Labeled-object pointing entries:
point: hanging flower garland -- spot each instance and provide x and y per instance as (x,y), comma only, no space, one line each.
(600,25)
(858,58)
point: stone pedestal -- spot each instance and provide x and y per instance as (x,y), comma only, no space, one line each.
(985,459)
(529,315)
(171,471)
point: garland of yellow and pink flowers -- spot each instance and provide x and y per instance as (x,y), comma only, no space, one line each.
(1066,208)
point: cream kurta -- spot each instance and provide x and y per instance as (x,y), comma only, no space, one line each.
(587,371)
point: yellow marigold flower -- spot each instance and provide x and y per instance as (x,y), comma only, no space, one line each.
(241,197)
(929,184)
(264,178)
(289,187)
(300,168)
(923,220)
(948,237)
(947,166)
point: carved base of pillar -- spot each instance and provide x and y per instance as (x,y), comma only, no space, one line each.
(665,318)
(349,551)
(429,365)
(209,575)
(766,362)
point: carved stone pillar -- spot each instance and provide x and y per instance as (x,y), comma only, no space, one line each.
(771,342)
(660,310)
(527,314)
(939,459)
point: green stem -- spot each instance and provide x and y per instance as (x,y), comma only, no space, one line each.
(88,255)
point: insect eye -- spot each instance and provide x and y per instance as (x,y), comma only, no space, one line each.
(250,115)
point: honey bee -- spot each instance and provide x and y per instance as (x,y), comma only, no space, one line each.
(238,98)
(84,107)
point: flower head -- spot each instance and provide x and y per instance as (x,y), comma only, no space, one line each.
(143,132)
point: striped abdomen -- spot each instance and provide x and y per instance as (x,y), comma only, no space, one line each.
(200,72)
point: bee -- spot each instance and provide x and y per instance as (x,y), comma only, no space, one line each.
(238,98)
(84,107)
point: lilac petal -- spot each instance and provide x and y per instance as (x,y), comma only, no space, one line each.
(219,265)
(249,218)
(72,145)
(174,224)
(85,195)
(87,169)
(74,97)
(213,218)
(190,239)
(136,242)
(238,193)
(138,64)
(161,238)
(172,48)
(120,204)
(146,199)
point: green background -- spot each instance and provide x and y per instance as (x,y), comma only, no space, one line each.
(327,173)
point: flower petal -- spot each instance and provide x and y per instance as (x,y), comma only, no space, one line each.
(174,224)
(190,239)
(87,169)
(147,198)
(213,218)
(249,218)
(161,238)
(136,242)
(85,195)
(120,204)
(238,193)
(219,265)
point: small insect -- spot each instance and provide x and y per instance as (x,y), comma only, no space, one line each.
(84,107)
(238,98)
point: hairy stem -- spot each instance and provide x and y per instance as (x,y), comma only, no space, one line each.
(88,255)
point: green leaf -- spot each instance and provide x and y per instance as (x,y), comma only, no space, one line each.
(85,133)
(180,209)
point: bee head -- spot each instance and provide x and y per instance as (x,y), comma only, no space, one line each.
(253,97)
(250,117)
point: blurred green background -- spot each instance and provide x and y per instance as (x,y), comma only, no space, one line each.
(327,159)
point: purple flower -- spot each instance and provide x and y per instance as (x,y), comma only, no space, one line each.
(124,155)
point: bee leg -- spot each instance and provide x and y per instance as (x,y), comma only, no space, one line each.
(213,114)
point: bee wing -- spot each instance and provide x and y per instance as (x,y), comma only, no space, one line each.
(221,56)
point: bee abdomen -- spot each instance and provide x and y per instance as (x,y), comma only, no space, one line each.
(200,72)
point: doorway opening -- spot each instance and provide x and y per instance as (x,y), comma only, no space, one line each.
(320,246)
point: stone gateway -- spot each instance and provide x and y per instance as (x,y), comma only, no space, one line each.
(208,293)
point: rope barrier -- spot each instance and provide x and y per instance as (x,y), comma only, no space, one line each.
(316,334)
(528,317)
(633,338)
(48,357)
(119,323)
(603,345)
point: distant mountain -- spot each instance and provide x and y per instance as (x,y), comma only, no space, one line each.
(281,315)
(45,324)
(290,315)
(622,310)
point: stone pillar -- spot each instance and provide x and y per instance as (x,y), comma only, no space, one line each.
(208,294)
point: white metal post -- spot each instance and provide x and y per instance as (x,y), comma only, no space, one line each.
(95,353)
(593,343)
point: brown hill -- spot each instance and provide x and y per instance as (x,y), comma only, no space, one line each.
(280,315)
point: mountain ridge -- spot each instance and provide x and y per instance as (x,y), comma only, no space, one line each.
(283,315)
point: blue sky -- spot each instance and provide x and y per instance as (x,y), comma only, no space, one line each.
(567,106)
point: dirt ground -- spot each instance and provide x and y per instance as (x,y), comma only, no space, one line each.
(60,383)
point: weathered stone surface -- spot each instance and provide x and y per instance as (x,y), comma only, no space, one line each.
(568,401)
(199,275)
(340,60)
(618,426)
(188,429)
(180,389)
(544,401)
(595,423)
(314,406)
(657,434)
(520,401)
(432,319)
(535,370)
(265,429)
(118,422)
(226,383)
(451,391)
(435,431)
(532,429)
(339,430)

WHAT IS EXPECTED — Transcribe exactly the line containing "point: white metal" and all remaining lines of the material, ending with the last one.

FULL OUTPUT —
point: white metal post -- spot each instance and provide x and y per instance as (x,y), comma only, no space, one line each.
(95,353)
(593,343)
point: brown hill -- spot each instance and provide x and y per instance as (x,y), comma only, no space, one line each.
(280,315)
point: mountain ridge -- spot each instance and provide x and y per instance as (x,y), comma only, no space, one line each.
(283,315)
point: blue sky -- spot each instance and provide x and y per instance as (x,y), comma only, no space, one line each.
(567,106)
point: dirt ground -- spot each instance and provide x and y per instance as (x,y), comma only, no space, one line each.
(60,383)
point: weathered stone surface -- spot each instance and provide x and y per instance as (x,y), comma only, no space, one line each.
(568,401)
(199,275)
(340,60)
(618,426)
(188,429)
(180,389)
(544,401)
(595,423)
(314,406)
(657,434)
(520,401)
(432,319)
(535,370)
(265,429)
(118,422)
(226,383)
(451,391)
(435,431)
(532,429)
(339,430)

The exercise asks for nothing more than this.